• **Stated exercise**
Please copy every line of the records below word for word, omitting the pictures.

• **Records supplied**
== == ==
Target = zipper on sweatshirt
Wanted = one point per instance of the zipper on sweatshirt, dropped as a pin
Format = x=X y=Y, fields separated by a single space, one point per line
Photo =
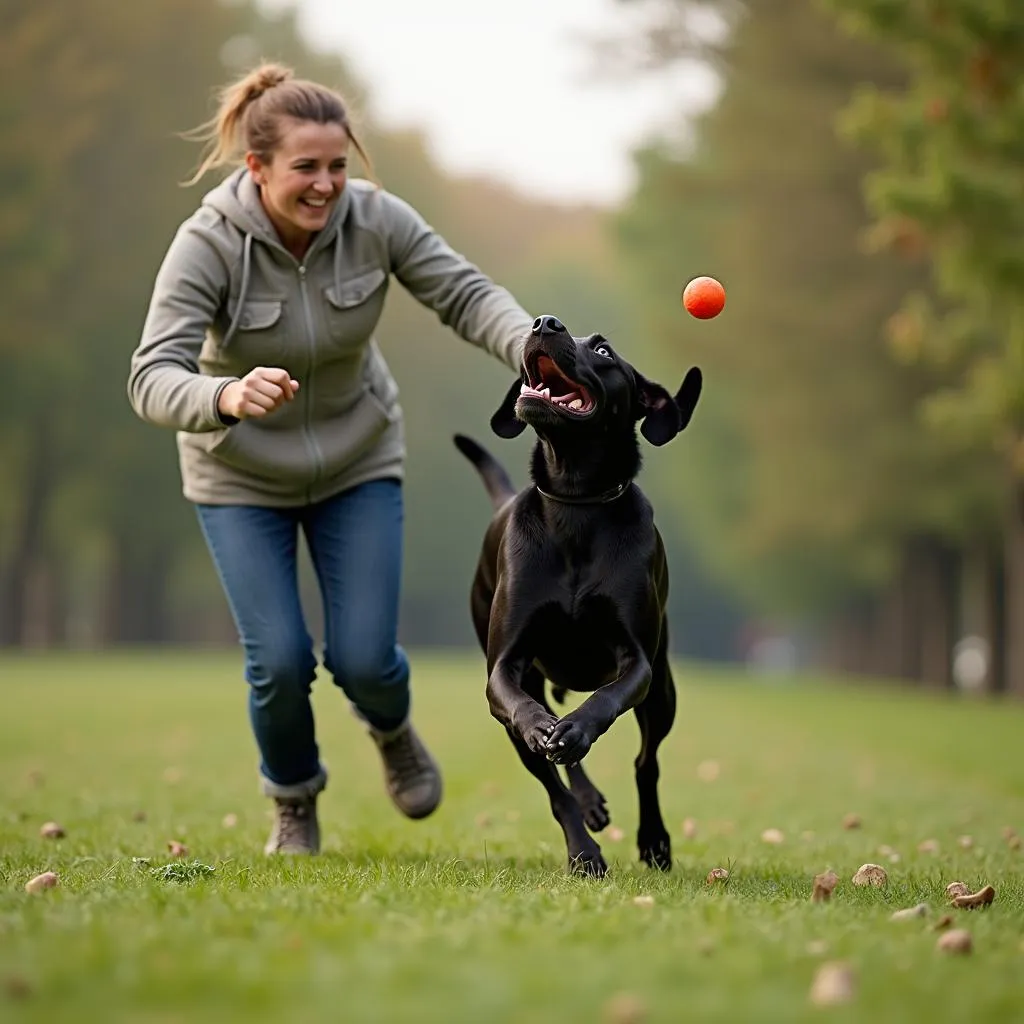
x=307 y=386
== == ==
• **Result of this exercise**
Target = zipper on sweatshirt
Wanted = one point per instance of the zipper on sweatshirt, dropped as a pin
Format = x=X y=Y, fields separated by a single space, one point per line
Photo =
x=307 y=386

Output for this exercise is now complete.